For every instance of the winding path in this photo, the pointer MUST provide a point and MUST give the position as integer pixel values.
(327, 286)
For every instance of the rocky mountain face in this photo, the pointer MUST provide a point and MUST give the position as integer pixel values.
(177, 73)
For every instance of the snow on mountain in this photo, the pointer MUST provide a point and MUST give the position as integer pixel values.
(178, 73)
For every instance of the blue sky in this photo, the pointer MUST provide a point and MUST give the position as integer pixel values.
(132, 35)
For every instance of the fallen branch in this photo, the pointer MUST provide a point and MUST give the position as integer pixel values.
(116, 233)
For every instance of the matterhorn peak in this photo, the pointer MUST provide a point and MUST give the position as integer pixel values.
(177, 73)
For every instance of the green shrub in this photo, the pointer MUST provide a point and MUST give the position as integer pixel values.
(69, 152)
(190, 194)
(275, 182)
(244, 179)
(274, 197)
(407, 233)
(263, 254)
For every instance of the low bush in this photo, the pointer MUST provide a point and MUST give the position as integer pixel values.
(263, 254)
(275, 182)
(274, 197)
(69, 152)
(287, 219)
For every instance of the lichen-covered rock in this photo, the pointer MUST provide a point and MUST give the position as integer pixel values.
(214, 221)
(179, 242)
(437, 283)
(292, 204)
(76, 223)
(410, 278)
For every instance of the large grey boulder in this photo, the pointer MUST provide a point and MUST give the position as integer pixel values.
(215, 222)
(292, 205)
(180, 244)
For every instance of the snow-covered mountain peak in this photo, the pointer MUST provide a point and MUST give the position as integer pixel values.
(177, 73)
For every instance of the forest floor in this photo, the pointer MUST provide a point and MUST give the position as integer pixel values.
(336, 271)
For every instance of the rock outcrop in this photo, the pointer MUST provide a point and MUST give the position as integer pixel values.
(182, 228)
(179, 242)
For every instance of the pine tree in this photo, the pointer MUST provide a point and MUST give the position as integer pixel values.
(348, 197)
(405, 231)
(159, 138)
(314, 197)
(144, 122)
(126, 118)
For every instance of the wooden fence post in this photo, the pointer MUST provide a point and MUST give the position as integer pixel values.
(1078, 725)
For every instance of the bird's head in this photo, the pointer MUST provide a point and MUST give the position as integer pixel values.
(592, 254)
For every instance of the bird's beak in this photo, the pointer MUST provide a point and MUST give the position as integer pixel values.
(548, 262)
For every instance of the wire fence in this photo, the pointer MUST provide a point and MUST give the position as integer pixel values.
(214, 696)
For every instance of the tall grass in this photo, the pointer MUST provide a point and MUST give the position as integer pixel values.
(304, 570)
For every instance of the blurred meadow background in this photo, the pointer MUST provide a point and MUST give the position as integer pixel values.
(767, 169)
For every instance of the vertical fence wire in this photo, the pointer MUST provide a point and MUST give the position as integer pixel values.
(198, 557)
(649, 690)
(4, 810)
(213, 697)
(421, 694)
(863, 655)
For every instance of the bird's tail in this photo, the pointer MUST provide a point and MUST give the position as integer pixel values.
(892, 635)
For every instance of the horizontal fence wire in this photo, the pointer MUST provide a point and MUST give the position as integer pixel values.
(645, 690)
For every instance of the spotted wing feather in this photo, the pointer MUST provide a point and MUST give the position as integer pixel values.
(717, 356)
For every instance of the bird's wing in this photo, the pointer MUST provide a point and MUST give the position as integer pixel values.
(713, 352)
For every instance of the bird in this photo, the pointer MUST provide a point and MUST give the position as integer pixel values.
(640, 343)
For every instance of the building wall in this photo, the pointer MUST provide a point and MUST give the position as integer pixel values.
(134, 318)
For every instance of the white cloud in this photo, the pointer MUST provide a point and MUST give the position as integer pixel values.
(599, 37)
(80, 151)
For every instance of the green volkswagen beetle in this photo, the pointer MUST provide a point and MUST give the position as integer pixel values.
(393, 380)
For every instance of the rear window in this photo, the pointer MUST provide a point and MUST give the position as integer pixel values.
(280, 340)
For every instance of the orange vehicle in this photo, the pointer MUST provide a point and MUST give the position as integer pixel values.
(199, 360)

..........

Your reply must repeat the records above exactly and in full.

For every instance of the winding path in this photo, the pointer MUST provide a point and MUST give the position as integer pixel values.
(327, 286)
For every instance of the rocky mountain face in this photo, the pointer MUST provide a point and MUST give the position as integer pixel values.
(177, 73)
For every instance of the snow on mountain in this photo, the pointer MUST provide a point and MUST give the position as integer pixel values.
(178, 73)
For every instance of the blue sky in this photo, the pointer MUST provide a point and MUST give the position as integer pixel values.
(132, 35)
For every instance of the fallen branch in this photo, the pointer MUST provide a point and MUST give the position as integer pixel values.
(116, 233)
For every instance of the matterhorn peak in this photo, the pointer MUST provide a point and MUST give the position as integer pixel values.
(177, 73)
For every instance of the green shrub in this photo, the pointer MUST provide a point and MUST give the position as integer pixel values.
(69, 152)
(190, 194)
(275, 182)
(244, 179)
(274, 197)
(407, 233)
(263, 254)
For every instance of the low bush in this photo, the pointer MUST provide a point and MUST give the position as integer pixel values.
(263, 254)
(275, 182)
(274, 197)
(69, 152)
(287, 219)
For every instance of the lichen-covered rock in this photo, the pointer MUST provide a point and MUST give the position as integer pixel values.
(214, 221)
(179, 242)
(437, 283)
(292, 204)
(76, 223)
(410, 278)
For every instance of the large grey boulder in this photo, the pointer MUST provide a point and MUST give the position as integer pixel values.
(215, 222)
(292, 205)
(180, 244)
For every instance of the snow-covered mountain peak in this photo, the pointer MUST provide a point and MUST give the position as integer pixel values.
(177, 73)
For every instance of the forest floor in this photo, the pointer MUST provide a point and MUST give the position as integer pixel values.
(336, 271)
For every instance of the rock outcrop in this photo, the pointer MUST provide a point and MUST give the position as integer pixel values.
(182, 228)
(179, 242)
For every instance of the pine tree in this photo, the pointer MUST provide a point and MUST give the position as integer pixel values.
(348, 197)
(405, 231)
(159, 138)
(314, 197)
(144, 122)
(126, 118)
For every instance of the wooden fence post in this photo, the pointer MUST provide a point and MUST give the position as integer pixel values.
(1078, 725)
For every instance of the bird's head in this photo, the pointer MUST provide a point and MUST give the position as integer pixel values.
(592, 254)
For every instance of the bird's beak in this photo, the pointer MUST provide a point and MUST give the position as integer pixel values.
(548, 262)
For every instance of the wire fence in this photo, the pointer MUST provide a point and MUST give the position as integer pixel values.
(214, 696)
For every instance of the tall grass in this photo, the pointer MUST provide a point and MUST give the position as integer pixel values.
(304, 570)
For every instance of the blurred meadow background in this photo, the pointer MUST provide a point and MUST give the position as integer pixel values.
(767, 169)
For every instance of the vertical fence wire in this photo, the pointer MUST provide a point and MUST give the position as integer pixel values.
(198, 557)
(649, 690)
(4, 810)
(213, 697)
(421, 694)
(863, 655)
For every instance of the bird's tail in this photo, the pointer MUST provide a point and MUST give the position as integer pixel values.
(892, 635)
For every instance of the horizontal fence wire in this photo, the pointer MUST provide a point and MUST give the position as integer pixel values.
(645, 690)
For every instance of the spotted wing feather in this photo, the pointer MUST provide a point and MUST give the position as integer pixel values.
(717, 356)
For every instance of the bird's wing in this photo, the pointer MUST provide a point and MUST give the position as integer pixel values.
(713, 352)
For every instance of the bird in this photo, the pointer MUST provide a point and MUST give the position as integer pixel values.
(640, 343)
For every instance of the building wall in this photo, the pointer MUST provide a point and MUST give the position as integer pixel values.
(134, 318)
For every instance of the white cloud in this photo, the pointer MUST provide a point and MUST give the position as integer pixel values.
(599, 37)
(80, 151)
For every instance of the green volkswagen beetle in this photo, the pointer MUST provide a point and MUST give the position as integer pixel values.
(393, 380)
For every instance of the rear window in this photo, the pointer MUST provide a point and MUST give the position as integer pixel values.
(280, 340)
For every instance of the orange vehicle in this photo, the pointer MUST provide a point and MUST give the position as integer pixel values.
(199, 360)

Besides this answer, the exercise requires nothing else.